#### WHAT IS NEEDED:
In your output, repeat each entry exactly and include no pictures.

[Records from a data collection]
#####

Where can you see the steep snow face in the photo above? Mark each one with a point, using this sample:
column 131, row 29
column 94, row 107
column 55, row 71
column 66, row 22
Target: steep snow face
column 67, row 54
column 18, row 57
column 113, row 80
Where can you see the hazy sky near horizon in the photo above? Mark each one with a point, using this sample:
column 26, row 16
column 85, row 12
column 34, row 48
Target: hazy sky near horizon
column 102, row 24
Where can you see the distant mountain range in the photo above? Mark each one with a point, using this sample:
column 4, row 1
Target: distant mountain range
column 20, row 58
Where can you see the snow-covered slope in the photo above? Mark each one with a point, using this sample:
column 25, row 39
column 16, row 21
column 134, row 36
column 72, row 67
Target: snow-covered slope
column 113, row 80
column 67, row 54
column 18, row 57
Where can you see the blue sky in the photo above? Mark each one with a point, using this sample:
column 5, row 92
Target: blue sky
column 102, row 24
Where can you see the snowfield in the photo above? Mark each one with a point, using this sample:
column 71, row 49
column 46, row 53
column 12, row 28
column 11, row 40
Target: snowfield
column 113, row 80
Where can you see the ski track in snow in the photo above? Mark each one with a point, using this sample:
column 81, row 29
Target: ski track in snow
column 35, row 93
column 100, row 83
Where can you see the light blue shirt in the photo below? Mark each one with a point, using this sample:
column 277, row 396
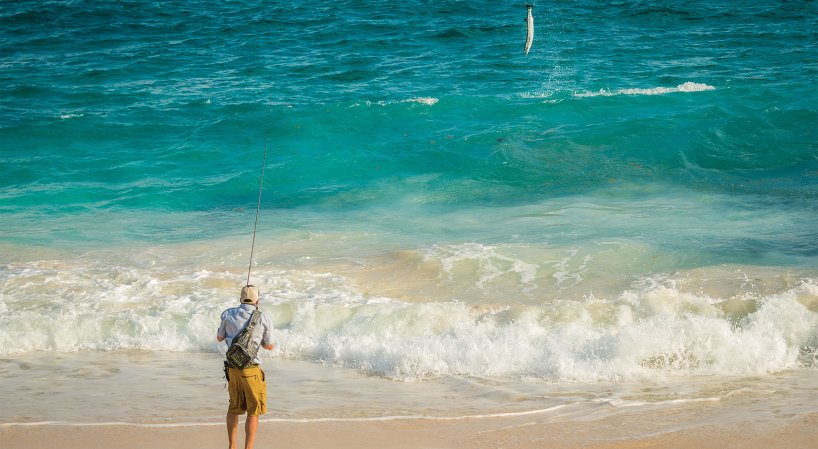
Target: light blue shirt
column 236, row 318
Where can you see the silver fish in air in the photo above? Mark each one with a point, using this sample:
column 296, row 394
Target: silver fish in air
column 529, row 37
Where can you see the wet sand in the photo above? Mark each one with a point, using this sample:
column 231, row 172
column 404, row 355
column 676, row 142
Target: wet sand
column 695, row 426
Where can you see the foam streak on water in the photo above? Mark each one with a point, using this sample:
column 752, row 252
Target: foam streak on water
column 634, row 201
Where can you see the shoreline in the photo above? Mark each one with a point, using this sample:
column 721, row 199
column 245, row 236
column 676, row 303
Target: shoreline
column 691, row 426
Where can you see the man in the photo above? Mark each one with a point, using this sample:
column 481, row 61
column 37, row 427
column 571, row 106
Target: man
column 247, row 387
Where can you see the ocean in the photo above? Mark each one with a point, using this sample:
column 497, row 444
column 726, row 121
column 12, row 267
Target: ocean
column 624, row 217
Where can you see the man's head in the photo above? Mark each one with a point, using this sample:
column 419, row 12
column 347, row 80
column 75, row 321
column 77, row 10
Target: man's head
column 249, row 294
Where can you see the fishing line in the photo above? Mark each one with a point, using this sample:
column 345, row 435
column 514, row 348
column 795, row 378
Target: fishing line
column 258, row 209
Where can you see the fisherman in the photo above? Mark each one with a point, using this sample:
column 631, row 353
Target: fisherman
column 247, row 387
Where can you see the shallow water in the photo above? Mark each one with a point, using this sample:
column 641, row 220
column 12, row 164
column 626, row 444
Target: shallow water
column 630, row 206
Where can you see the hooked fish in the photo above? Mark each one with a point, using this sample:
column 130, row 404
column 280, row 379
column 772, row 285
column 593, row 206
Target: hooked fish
column 529, row 37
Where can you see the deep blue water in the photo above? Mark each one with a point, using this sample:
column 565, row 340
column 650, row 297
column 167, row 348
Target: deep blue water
column 691, row 126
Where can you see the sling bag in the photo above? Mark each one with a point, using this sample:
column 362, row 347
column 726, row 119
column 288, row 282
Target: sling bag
column 243, row 350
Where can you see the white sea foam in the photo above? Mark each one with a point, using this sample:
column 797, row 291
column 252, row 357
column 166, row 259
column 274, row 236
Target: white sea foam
column 288, row 420
column 653, row 329
column 428, row 101
column 684, row 87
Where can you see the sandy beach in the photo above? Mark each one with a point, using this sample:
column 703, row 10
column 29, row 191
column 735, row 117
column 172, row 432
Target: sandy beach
column 678, row 428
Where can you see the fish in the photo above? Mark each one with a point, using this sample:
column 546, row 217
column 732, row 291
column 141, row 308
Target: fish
column 529, row 37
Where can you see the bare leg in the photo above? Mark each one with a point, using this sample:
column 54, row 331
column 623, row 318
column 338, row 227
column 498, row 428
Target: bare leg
column 232, row 429
column 250, row 427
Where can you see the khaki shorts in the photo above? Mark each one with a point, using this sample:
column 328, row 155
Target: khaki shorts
column 248, row 391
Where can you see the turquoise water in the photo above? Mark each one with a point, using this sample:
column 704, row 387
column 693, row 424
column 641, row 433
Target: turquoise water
column 133, row 112
column 636, row 198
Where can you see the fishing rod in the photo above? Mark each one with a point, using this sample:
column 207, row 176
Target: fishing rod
column 258, row 209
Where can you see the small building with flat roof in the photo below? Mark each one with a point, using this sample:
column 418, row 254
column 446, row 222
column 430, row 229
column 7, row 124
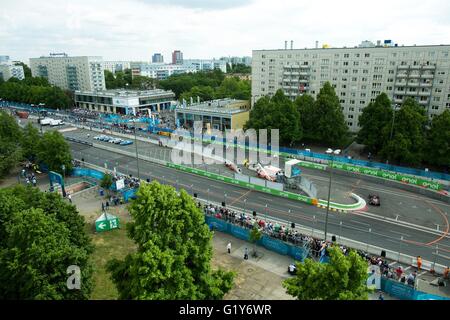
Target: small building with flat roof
column 218, row 114
column 126, row 102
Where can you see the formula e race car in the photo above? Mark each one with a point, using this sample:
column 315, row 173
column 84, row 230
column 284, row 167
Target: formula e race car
column 374, row 200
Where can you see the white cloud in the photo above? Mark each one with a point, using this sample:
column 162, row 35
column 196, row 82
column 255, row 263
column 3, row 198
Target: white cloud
column 135, row 29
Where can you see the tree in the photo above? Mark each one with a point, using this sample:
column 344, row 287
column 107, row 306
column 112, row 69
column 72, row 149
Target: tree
column 174, row 250
column 438, row 140
column 277, row 112
column 375, row 119
column 255, row 236
column 30, row 141
column 343, row 278
column 331, row 128
column 308, row 115
column 41, row 235
column 10, row 135
column 407, row 143
column 54, row 151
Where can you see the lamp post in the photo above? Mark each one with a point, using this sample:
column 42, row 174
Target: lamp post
column 137, row 156
column 393, row 120
column 331, row 152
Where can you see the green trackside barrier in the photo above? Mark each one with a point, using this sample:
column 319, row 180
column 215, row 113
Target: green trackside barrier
column 389, row 175
column 215, row 176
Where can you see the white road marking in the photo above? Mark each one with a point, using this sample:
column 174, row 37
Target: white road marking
column 366, row 224
column 400, row 233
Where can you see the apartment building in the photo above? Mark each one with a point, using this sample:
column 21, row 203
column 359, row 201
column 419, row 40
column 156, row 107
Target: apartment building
column 9, row 70
column 205, row 65
column 115, row 66
column 70, row 73
column 125, row 102
column 158, row 71
column 358, row 75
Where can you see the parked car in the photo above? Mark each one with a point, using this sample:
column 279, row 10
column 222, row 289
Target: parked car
column 126, row 142
column 374, row 200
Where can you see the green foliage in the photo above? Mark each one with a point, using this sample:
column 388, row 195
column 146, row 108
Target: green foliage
column 174, row 250
column 10, row 135
column 54, row 151
column 343, row 278
column 35, row 91
column 277, row 112
column 375, row 122
column 330, row 127
column 408, row 141
column 438, row 140
column 40, row 236
column 106, row 181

#####

#### TASK OUTPUT:
Where can you see the steep snow face in the photo above? Mark each one with a point, using this sample:
column 131, row 29
column 94, row 107
column 55, row 71
column 66, row 22
Target: steep snow face
column 67, row 54
column 18, row 57
column 113, row 80
Where can you see the hazy sky near horizon in the photo above? Mark each one with a point, using this sample:
column 26, row 16
column 85, row 12
column 34, row 48
Target: hazy sky near horizon
column 102, row 24
Where can you see the distant mountain range in the photo above? Mark each one with a point, using this sample:
column 4, row 1
Target: distant mountain range
column 20, row 58
Where can you see the snow-covered slope in the photo above? Mark each one with a point, using this sample:
column 25, row 39
column 16, row 21
column 134, row 36
column 72, row 67
Target: snow-covered slope
column 113, row 80
column 67, row 54
column 18, row 57
Where can you see the blue sky in the photo above? Mark each one with a point, using this sample:
column 5, row 92
Target: blue sky
column 102, row 24
Where can you see the snowfield in the photo above? Mark each one with a point, using this sample:
column 71, row 49
column 46, row 53
column 12, row 28
column 11, row 40
Target: snowfield
column 113, row 80
Where can you see the ski track in snow in the photo above? Mark each one with a point, using this sample:
column 81, row 29
Target: ski track in snow
column 35, row 93
column 100, row 83
Where can you see the light blue shirt in the photo below? Mark each one with a point, using this sample:
column 277, row 396
Target: light blue shirt
column 236, row 318
Where can you see the silver fish in air in the photo above? Mark each one with a point, using this sample:
column 296, row 394
Target: silver fish in air
column 529, row 37
Where can you see the wet sand in the photo above? Mark each one with a point, using this sample:
column 231, row 172
column 404, row 355
column 676, row 142
Target: wet sand
column 695, row 426
Where can you see the foam streak on water in the photo above? Mark each one with a point, using this sample:
column 752, row 252
Target: foam streak on water
column 634, row 201
Where can you see the shoreline in the photo above? Mark each one with a point, using this sample:
column 721, row 199
column 245, row 236
column 676, row 303
Target: shoreline
column 691, row 426
Where can you see the man in the photo above? Mark each one with a point, using this sample:
column 481, row 61
column 37, row 427
column 571, row 106
Target: man
column 247, row 387
Where can you see the ocean in the photo above? Mark each one with a point, using this sample:
column 497, row 444
column 726, row 121
column 12, row 267
Target: ocean
column 624, row 217
Where can you see the man's head in the photo above? Mark each one with a point, using this sample:
column 419, row 12
column 347, row 80
column 75, row 321
column 77, row 10
Target: man's head
column 249, row 294
Where can you see the fishing line in the photo above? Mark each one with a point, using this sample:
column 345, row 435
column 514, row 348
column 795, row 378
Target: fishing line
column 258, row 209
Where can you see the fisherman in the photo above? Mark each one with a point, using this sample:
column 631, row 353
Target: fisherman
column 247, row 387
Where can you see the shallow water in the photo above? Mark each one with a point, using this sample:
column 641, row 220
column 12, row 164
column 626, row 444
Target: shallow water
column 630, row 206
Where can you see the hooked fish in the photo above? Mark each one with a point, using this sample:
column 130, row 404
column 280, row 379
column 772, row 285
column 593, row 206
Target: hooked fish
column 529, row 37
Where can you see the deep blue water in the photo above? Mark each one with a point, using this sample:
column 565, row 340
column 650, row 297
column 167, row 348
Target: deep blue water
column 691, row 126
Where can you see the sling bag in the photo above? Mark each one with a point, using this sample:
column 362, row 347
column 726, row 119
column 288, row 282
Target: sling bag
column 243, row 350
Where can you see the white sea foam in the photo above? Mark each one with a point, using this sample:
column 797, row 291
column 252, row 357
column 166, row 259
column 274, row 236
Target: white sea foam
column 288, row 420
column 653, row 329
column 428, row 101
column 684, row 87
Where can you see the sandy beach in the photo above? Mark each one with a point, using this sample:
column 703, row 10
column 29, row 191
column 735, row 117
column 172, row 432
Target: sandy beach
column 678, row 428
Where can you see the fish in the photo above? Mark each one with a point, using this sample:
column 546, row 217
column 732, row 291
column 141, row 308
Target: fish
column 529, row 37
Where can you see the bare leg in the photo above? Mark each one with a point, using this sample:
column 54, row 331
column 623, row 318
column 338, row 227
column 498, row 428
Target: bare leg
column 232, row 429
column 250, row 427
Where can you see the khaki shorts in the photo above? Mark each one with a point, using this sample:
column 328, row 155
Target: khaki shorts
column 248, row 391
Where can you see the turquoise water in the photo above? Mark each one with a point, using this sample:
column 704, row 387
column 693, row 424
column 641, row 433
Target: turquoise water
column 133, row 112
column 636, row 198
Where can you see the fishing rod in the photo above? Mark each one with a point, using this sample:
column 207, row 176
Target: fishing rod
column 258, row 209
Where can you see the small building with flat roof in the photo below? Mark each one with a point, using this sample:
column 418, row 254
column 446, row 222
column 430, row 229
column 7, row 124
Target: small building with flat roof
column 218, row 114
column 126, row 102
Where can you see the formula e race car in the photo above? Mark each one with a point, using this sample:
column 315, row 173
column 84, row 230
column 284, row 167
Target: formula e race car
column 374, row 200
Where can you see the white cloud in the photo above? Mark each one with a point, using this sample:
column 162, row 35
column 196, row 82
column 255, row 263
column 3, row 198
Target: white cloud
column 135, row 29
Where can you see the tree in the photo above? Mark each one with a point, using this sample:
column 344, row 287
column 107, row 306
column 112, row 69
column 72, row 149
Target: tree
column 174, row 250
column 438, row 140
column 277, row 112
column 375, row 119
column 255, row 236
column 30, row 141
column 343, row 278
column 331, row 128
column 308, row 115
column 41, row 235
column 10, row 135
column 407, row 143
column 54, row 151
Where can you see the lamp post in the photo above? Mark each one with a point, using this sample:
column 42, row 174
Target: lamp post
column 137, row 156
column 393, row 120
column 331, row 152
Where can you see the green trackside barrier in the photo above? Mark each one with a point, using this sample:
column 319, row 180
column 215, row 113
Target: green trackside barrier
column 389, row 175
column 215, row 176
Where can you see the white road marking in the photo above? Mark each one with a point, using this sample:
column 174, row 37
Target: white road marking
column 366, row 224
column 400, row 233
Where can you see the apartment building in the photo above? Mark each one with a point, using this sample:
column 21, row 203
column 359, row 201
column 419, row 40
column 156, row 107
Target: apartment building
column 9, row 70
column 205, row 65
column 115, row 66
column 70, row 73
column 125, row 102
column 158, row 71
column 358, row 75
Where can you see the parked car in the photo above? Mark each one with a point, using this sample:
column 279, row 10
column 222, row 289
Target: parked car
column 126, row 142
column 374, row 200
Where can you see the green foliage in the photo above? Mark each one with a point, using this sample:
column 388, row 195
column 146, row 108
Target: green foliage
column 174, row 250
column 10, row 135
column 54, row 151
column 343, row 278
column 35, row 91
column 277, row 112
column 375, row 122
column 330, row 127
column 408, row 141
column 438, row 140
column 40, row 236
column 106, row 181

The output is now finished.